▶ _Information given_:
__________________________________________________

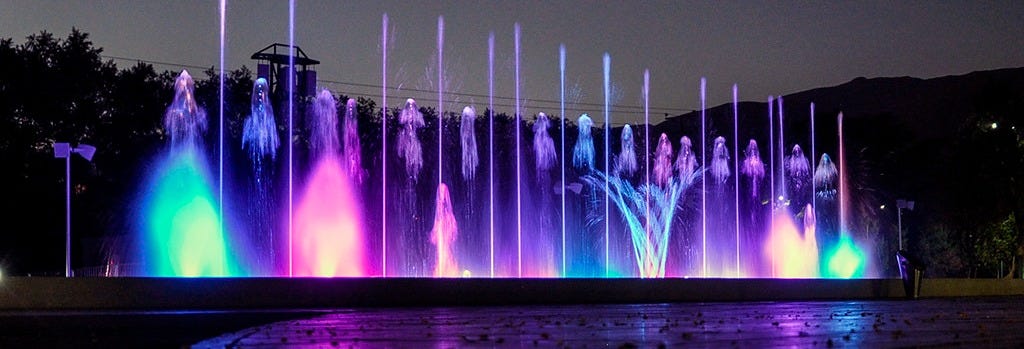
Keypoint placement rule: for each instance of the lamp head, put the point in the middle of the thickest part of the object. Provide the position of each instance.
(61, 150)
(86, 150)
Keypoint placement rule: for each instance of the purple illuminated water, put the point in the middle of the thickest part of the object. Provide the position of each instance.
(467, 137)
(656, 223)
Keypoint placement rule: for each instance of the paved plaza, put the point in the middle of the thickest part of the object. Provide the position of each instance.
(951, 321)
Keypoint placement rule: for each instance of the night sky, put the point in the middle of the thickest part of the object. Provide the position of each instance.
(769, 48)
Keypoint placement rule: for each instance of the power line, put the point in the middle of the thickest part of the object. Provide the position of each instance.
(619, 108)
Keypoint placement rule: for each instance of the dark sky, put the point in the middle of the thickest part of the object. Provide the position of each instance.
(771, 47)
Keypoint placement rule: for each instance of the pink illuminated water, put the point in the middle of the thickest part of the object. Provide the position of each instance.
(443, 234)
(328, 232)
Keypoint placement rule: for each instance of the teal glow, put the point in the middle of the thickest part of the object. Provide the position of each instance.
(846, 260)
(184, 230)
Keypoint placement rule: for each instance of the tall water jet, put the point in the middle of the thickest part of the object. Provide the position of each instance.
(647, 213)
(720, 232)
(468, 140)
(442, 235)
(814, 203)
(720, 162)
(518, 160)
(540, 257)
(544, 146)
(184, 230)
(846, 259)
(753, 168)
(735, 160)
(663, 161)
(409, 143)
(561, 111)
(259, 138)
(771, 175)
(607, 151)
(352, 151)
(646, 134)
(384, 24)
(222, 8)
(704, 180)
(291, 134)
(798, 175)
(583, 151)
(626, 162)
(826, 194)
(440, 97)
(585, 250)
(260, 129)
(686, 161)
(491, 147)
(328, 224)
(824, 178)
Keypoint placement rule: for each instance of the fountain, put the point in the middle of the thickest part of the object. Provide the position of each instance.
(184, 234)
(328, 232)
(259, 137)
(704, 213)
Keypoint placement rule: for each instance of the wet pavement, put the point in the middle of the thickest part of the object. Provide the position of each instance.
(947, 321)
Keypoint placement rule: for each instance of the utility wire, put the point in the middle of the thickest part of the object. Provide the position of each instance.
(617, 108)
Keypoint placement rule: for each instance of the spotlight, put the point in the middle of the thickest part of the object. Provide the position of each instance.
(64, 150)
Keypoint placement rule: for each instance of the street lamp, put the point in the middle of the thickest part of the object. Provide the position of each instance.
(64, 150)
(900, 205)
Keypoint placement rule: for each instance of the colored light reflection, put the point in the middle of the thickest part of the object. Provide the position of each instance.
(795, 253)
(846, 260)
(185, 235)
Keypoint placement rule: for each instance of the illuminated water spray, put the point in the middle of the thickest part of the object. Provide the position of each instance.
(583, 151)
(663, 161)
(352, 151)
(845, 259)
(491, 140)
(607, 151)
(443, 234)
(384, 144)
(409, 144)
(647, 211)
(720, 162)
(544, 146)
(440, 96)
(185, 235)
(468, 139)
(704, 180)
(259, 138)
(518, 161)
(626, 162)
(753, 168)
(735, 165)
(328, 228)
(686, 161)
(561, 108)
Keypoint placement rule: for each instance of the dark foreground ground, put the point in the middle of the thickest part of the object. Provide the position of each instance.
(971, 322)
(946, 321)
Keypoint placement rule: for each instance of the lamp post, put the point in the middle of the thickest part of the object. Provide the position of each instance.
(900, 205)
(64, 150)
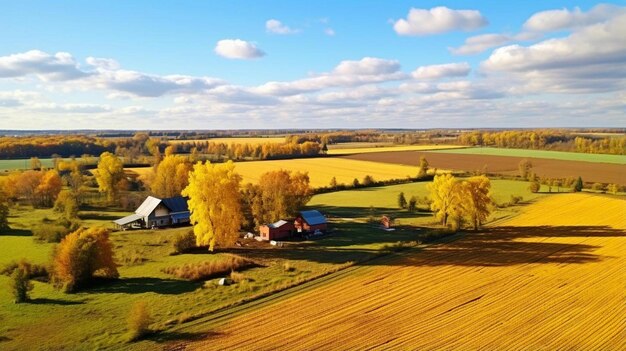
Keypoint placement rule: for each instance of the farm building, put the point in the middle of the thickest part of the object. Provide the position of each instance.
(276, 231)
(310, 221)
(154, 212)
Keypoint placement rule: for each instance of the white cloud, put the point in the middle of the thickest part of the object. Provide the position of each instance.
(238, 49)
(439, 20)
(277, 27)
(480, 43)
(591, 59)
(58, 67)
(460, 69)
(554, 20)
(347, 73)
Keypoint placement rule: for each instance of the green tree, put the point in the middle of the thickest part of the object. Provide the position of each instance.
(215, 203)
(109, 174)
(578, 185)
(401, 200)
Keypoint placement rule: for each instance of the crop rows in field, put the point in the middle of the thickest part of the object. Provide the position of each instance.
(322, 170)
(554, 155)
(556, 285)
(508, 165)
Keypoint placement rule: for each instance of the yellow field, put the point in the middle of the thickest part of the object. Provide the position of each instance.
(362, 150)
(556, 285)
(322, 170)
(276, 140)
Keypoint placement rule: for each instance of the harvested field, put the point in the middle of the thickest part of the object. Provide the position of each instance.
(590, 172)
(551, 278)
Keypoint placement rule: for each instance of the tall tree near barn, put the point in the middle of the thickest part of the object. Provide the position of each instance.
(110, 173)
(215, 203)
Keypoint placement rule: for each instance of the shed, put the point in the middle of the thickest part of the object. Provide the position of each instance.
(310, 221)
(277, 230)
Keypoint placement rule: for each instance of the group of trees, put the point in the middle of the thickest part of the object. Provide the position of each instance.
(455, 202)
(546, 139)
(220, 206)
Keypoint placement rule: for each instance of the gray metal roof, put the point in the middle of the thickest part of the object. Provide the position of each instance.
(313, 217)
(128, 219)
(278, 224)
(148, 205)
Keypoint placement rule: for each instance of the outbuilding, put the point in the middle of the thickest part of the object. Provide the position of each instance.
(310, 221)
(277, 231)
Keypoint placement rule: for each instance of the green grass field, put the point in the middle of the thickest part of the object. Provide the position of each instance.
(95, 318)
(555, 155)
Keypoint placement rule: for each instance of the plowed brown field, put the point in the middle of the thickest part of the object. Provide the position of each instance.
(551, 278)
(590, 172)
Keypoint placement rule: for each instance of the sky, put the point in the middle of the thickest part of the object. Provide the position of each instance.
(153, 65)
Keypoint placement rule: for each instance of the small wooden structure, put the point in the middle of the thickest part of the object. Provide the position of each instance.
(276, 231)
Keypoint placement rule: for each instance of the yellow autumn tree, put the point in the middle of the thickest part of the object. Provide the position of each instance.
(171, 176)
(476, 202)
(444, 196)
(215, 203)
(110, 173)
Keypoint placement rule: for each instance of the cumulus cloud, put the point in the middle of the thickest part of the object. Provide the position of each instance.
(347, 73)
(58, 67)
(554, 20)
(277, 27)
(238, 49)
(591, 59)
(479, 43)
(439, 20)
(460, 69)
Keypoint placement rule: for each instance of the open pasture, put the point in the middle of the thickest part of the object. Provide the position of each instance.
(508, 165)
(553, 155)
(551, 278)
(322, 170)
(276, 140)
(365, 148)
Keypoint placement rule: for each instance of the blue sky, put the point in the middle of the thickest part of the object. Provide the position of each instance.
(330, 64)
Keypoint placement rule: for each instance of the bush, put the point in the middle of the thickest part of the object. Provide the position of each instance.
(19, 285)
(205, 270)
(81, 256)
(184, 242)
(138, 321)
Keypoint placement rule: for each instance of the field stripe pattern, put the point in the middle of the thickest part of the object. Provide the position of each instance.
(556, 285)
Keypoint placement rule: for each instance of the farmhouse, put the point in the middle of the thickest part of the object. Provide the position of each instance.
(310, 221)
(154, 212)
(276, 231)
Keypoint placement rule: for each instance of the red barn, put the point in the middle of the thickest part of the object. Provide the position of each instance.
(310, 221)
(276, 231)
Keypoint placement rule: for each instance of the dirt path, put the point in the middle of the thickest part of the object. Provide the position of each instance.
(551, 278)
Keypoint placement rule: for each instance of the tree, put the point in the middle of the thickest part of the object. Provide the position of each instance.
(423, 168)
(401, 200)
(578, 185)
(48, 189)
(525, 168)
(110, 173)
(215, 203)
(279, 194)
(476, 202)
(171, 176)
(20, 284)
(82, 255)
(444, 196)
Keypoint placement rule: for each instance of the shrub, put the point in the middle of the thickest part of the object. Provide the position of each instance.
(81, 256)
(205, 270)
(20, 285)
(184, 242)
(138, 321)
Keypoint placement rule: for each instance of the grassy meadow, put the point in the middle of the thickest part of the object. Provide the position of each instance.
(554, 155)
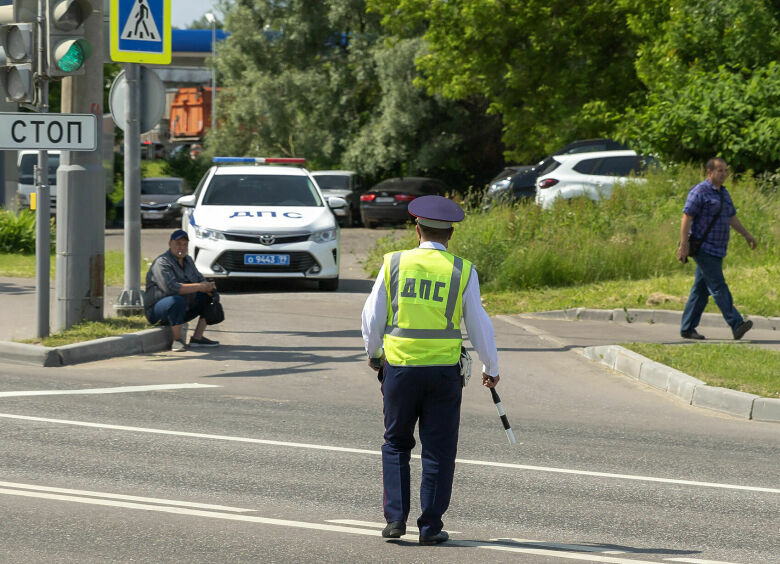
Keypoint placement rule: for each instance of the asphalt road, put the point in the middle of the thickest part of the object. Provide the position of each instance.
(275, 456)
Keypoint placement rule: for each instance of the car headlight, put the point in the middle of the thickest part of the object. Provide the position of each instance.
(214, 235)
(498, 186)
(324, 236)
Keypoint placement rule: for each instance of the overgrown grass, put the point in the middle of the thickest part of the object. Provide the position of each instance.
(23, 266)
(91, 330)
(612, 254)
(721, 365)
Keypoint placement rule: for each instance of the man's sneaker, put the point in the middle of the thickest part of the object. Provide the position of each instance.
(692, 334)
(438, 538)
(394, 530)
(202, 342)
(740, 331)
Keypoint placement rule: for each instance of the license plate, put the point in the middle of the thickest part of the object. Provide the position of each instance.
(266, 260)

__________________________________________________

▶ _Problem statement_:
Only the lines from the one containing "Keypoint placement rule: for each instance of the red" through the last line of the data belong in the copy, both included and reproduced exactly. Pictures do not.

▶ _Written answer_:
Keypoint placement rule: for each instance of the red barn, put the point in the middle of the thickest part of the object. Provide the position of each instance.
(310, 221)
(276, 231)
Keypoint placement rule: for each instance of the dirt path, put the point in the middle of the thickest part of the object. Provide the position of each instance.
(551, 278)
Keypoint placement rule: for each instance of the tree, put the point in the middle of the thickest part of the object. Provide the position of each instance.
(423, 168)
(401, 200)
(578, 185)
(48, 189)
(525, 168)
(110, 173)
(215, 203)
(279, 194)
(476, 202)
(171, 176)
(20, 284)
(82, 255)
(444, 196)
Keypoint placement rule: for each instance of the shrub, put the point in the middle of the thickest part of the object. Provide the position of each instance.
(81, 256)
(205, 270)
(20, 285)
(184, 242)
(138, 321)
Keypoint placement rule: for each instance of the grassy meadow, put the point in the middle of the thickest part of the object. Provide the position of each instance.
(554, 155)
Keypoint placement rule: for each instance of the asphalt road, put the point in the middle of the thickest part of the object. Provide the position of each instance.
(275, 456)
Keypoint placement rule: for each instance of the car headlight, put the point in the middle of the thickest part of the object. Provide the position of each instance.
(214, 235)
(498, 186)
(324, 236)
Keypoint placement rule: for each instance of the overgrown grass, put the point in the middle of the thickest part of the object. Provide the position of each instance.
(23, 266)
(91, 330)
(612, 254)
(721, 365)
Keypoint placement rule: for each instance of the man's sneaker, put the point in the middle of the thickest part of the object. Provide the position of each instance.
(692, 334)
(438, 538)
(394, 530)
(202, 342)
(740, 331)
Keypoint placement rule: for each instance of the license plate, put the point in the middle of the thickest part of the object. Provide the position of each instance.
(266, 260)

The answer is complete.